**TASK BRIEF**
Please read the dream post: what did the women of the family do so they would not see anything inappropriate?

Tuesday, February 28, 2012

A dream is not always a wish

I've been recently rifling through some old pictures on my computer, and I stumbled upon my trip to the Jay Leno show.  That had to have been one of the most crazy, exciting, and embarrassing things I've ever done.  Upon reliving that event, I drifted off to sleep to the sound of Paul's homework and had the following dream:

Being a couple of years since the Jay Leno experience, I assumed/hoped no one in the entertainment industry remembered the event.  However,  a producer from Saturday Night Live calls up my mother-in-law and tells her he saw us on Jay Leno and though we were so hilarious that he'd love to do a skit about us on his show.  Most importantly, he'd like us to star in the skit about ourselves.  She talks it over with the family, and we agree to go.  Because we are all masochists.  Apparently.

The dream cuts to our arrival in California.  We immediately head to a studio to begin rehearsals.  We're given scripts and matching blue shirts.  However, when rehearsals get underway, the SNL producers begin to realize that our little stunt on Jay Leno was not in jest, but that we were serious about the performance.  Embarrassed for us and themselves they decide to not do the skit.  It would be too mean.  Because they'd already flown us out, they decided to give us tickets to watch the show.

I've not seen much Saturday Night Live in reality so my subconscious compensated.  The women of the family, so afraid of seeing something inappropriate, sat backwards in their chairs.  The SNL producers were mortified.  This awkward family was in the front row, and the audience was staring at them more than the show.  One producer came out and discretely invited us backstage for a chat.  Once backstage, they offered us another chance to participate in a skit.  The final skit actually, where we'd play an audience to a balloon artist.  They told us there was no script but that we should just play along with the scene.

What they didn't tell us was the balloon artist was planning on making a lot of wiener jokes.  Being pure heart and of mind, no one in our family realized what he was doing.  He began to make his first balloon "animal"  and I asked him if he was making a worm.  The camera zooms in on me, and in my nervous state I start rattling off every fact I know about worms. "Over a million earthworms can live under an acre of land.  When cut in half an earth worm can grow back it's segments.  The longest earthworm ever found was 22 feet long."

(Extracted data entries)
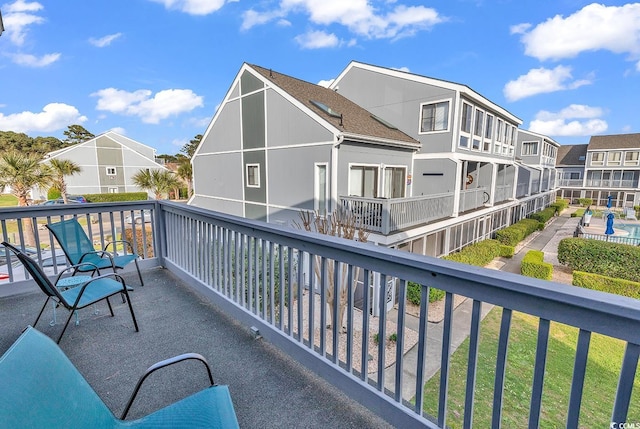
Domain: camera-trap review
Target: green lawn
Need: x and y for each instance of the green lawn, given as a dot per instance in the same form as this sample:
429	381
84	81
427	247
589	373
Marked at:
7	200
605	357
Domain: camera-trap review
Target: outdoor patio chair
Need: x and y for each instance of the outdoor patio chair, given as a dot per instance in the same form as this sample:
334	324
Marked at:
79	249
95	289
42	388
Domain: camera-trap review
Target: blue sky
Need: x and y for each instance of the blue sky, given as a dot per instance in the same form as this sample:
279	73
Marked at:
156	70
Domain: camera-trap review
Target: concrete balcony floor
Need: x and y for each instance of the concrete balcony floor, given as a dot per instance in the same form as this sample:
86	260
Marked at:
268	388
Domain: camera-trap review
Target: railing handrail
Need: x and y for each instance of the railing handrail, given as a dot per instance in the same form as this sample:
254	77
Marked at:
612	315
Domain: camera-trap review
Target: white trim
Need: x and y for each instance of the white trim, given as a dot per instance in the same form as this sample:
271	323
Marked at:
316	188
449	113
256	176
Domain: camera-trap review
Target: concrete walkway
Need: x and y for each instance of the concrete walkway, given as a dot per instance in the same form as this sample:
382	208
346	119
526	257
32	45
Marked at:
546	240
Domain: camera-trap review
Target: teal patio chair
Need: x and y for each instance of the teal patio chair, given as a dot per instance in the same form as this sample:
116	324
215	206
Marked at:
42	388
94	290
78	249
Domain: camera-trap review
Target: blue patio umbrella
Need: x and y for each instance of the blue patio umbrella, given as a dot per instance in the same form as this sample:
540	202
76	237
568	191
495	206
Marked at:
609	229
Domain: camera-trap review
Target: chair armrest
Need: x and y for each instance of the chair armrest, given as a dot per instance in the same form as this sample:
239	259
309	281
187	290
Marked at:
128	243
74	267
162	364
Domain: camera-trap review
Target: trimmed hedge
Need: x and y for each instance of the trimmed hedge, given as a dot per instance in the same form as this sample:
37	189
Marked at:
533	265
543	216
600	257
414	293
606	284
481	253
517	232
120	196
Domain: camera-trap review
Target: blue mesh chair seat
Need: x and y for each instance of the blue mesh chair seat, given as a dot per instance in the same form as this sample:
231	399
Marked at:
94	290
78	249
42	388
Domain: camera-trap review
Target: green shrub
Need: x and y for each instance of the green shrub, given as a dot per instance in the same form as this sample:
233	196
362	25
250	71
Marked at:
533	265
543	216
414	293
578	213
607	284
600	257
121	196
517	232
478	254
53	194
585	202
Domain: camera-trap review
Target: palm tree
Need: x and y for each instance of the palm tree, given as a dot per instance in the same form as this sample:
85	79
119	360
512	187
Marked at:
22	172
158	181
61	168
185	172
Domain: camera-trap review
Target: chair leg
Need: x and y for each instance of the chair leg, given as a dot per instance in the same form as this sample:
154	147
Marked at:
71	311
133	316
110	309
41	310
139	274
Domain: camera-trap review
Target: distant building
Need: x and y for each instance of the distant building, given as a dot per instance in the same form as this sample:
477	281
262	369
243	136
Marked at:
607	166
426	165
108	163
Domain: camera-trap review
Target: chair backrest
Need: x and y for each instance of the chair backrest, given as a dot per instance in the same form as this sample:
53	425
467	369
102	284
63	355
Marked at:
72	239
42	388
36	272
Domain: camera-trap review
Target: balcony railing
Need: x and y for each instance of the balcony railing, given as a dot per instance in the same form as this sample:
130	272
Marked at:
385	216
264	276
598	183
570	182
472	199
503	193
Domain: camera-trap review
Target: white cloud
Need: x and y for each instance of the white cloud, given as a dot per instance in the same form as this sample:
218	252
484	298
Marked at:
33	61
519	28
594	27
359	16
574	120
104	41
17	19
54	116
193	7
317	39
166	103
540	81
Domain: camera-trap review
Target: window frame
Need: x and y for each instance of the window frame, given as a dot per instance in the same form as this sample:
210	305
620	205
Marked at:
434	103
256	175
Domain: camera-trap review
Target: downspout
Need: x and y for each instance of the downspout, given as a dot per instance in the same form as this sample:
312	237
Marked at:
334	173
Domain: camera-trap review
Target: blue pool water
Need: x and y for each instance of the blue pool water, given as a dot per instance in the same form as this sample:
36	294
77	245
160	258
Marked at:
634	230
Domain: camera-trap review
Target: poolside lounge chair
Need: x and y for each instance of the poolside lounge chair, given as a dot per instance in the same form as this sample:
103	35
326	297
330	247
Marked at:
93	290
41	388
79	249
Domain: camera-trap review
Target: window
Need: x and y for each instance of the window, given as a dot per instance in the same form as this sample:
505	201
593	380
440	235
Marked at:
631	158
597	158
529	148
465	124
394	182
321	189
253	175
614	158
363	181
435	117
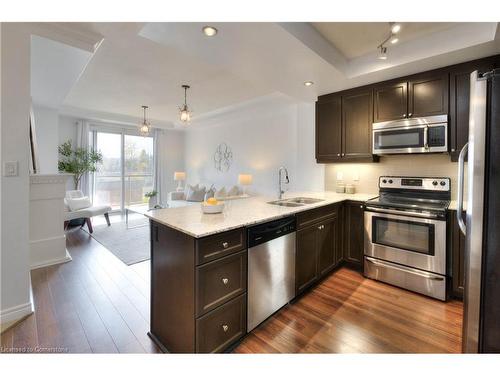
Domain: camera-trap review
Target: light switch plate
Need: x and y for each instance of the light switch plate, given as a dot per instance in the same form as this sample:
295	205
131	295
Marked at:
10	169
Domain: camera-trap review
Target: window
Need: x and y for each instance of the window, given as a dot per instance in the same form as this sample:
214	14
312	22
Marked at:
127	170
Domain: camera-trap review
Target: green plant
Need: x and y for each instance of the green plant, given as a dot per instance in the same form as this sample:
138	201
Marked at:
77	161
151	194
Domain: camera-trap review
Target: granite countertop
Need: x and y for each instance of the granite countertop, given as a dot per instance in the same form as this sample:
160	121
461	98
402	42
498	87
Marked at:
241	212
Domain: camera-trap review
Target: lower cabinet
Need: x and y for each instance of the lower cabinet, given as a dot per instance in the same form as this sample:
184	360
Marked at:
317	246
354	233
457	251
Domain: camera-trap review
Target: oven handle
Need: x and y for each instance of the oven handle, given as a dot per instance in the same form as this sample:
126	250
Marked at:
406	213
460	198
438	278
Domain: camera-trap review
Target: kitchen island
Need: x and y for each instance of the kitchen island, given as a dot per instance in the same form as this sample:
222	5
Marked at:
199	263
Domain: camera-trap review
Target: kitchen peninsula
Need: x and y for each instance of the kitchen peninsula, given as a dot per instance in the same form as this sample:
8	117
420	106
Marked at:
199	263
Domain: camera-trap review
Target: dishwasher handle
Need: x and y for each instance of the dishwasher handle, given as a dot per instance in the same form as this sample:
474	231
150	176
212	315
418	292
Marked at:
268	231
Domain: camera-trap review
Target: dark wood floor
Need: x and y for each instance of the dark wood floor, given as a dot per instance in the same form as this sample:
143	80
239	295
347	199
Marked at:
96	303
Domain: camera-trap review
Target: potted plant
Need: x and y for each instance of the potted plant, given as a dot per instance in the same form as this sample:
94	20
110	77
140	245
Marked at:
152	198
77	161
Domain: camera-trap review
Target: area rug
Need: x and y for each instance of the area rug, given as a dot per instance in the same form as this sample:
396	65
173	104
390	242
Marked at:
129	245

**OUTPUT BELOW**
They sat backwards in their chairs.